**Goal**.
Copy every row below word for word, leaving out the pictures.

**Data provided**.
--

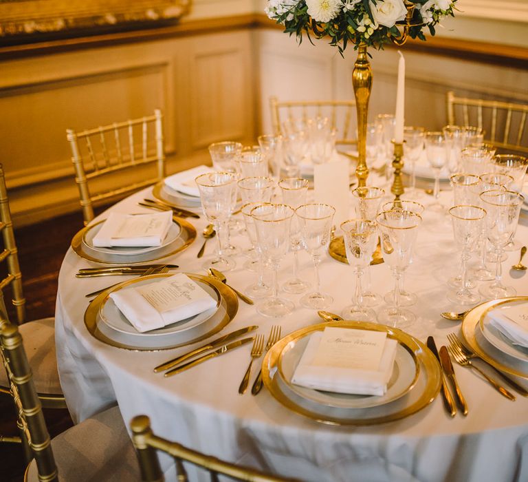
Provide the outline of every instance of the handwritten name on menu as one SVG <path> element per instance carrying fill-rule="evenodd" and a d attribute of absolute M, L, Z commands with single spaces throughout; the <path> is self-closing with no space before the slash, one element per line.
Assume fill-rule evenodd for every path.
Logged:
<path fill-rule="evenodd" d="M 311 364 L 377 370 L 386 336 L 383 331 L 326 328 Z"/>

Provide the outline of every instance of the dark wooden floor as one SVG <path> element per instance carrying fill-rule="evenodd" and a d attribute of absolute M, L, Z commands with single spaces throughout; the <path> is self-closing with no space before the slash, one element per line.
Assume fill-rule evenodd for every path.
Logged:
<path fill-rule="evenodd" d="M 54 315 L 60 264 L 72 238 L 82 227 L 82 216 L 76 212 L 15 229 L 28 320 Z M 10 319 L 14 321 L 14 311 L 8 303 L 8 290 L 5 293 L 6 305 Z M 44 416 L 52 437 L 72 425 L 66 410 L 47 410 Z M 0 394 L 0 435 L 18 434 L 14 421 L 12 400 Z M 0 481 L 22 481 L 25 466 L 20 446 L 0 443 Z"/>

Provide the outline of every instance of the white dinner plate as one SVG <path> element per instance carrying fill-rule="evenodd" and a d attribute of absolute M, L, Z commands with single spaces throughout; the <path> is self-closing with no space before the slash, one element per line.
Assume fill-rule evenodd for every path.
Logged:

--

**Solution to this exercise**.
Provide the outline of every instance of the handwritten name on menu as one SVG <path> element per instance carrying fill-rule="evenodd" and a d attribute of absolute M, L, Z commands with single spaces throughout; the <path> is self-closing with no space before the slash, one element per line.
Assume fill-rule evenodd for every path.
Logged:
<path fill-rule="evenodd" d="M 311 364 L 377 370 L 386 336 L 383 331 L 326 328 Z"/>

Provide the outline of every instance of the dark wooden floor as one SVG <path> element per instance carrying fill-rule="evenodd" and a d attribute of absolute M, L, Z commands with single spaces throughout; the <path> is self-closing with no space before the slash, one element per line.
Assume fill-rule evenodd for every path.
Logged:
<path fill-rule="evenodd" d="M 54 315 L 60 264 L 72 238 L 82 227 L 82 216 L 76 212 L 15 229 L 28 320 Z M 10 319 L 14 321 L 14 311 L 8 303 L 8 290 L 5 293 L 6 305 Z M 44 416 L 52 437 L 72 425 L 66 410 L 47 410 Z M 0 394 L 0 435 L 18 434 L 14 421 L 12 400 Z M 0 481 L 22 481 L 25 466 L 20 446 L 0 443 Z"/>

Provide the outline of every instance of the white dinner plate as one SVG <path> element per instance carrying fill-rule="evenodd" and a d attribute of absolute M, L, Z commands with single spaces throughout; the <path> is self-closing with no space before the slash, one element per line.
Assume fill-rule evenodd for every path.
Logged:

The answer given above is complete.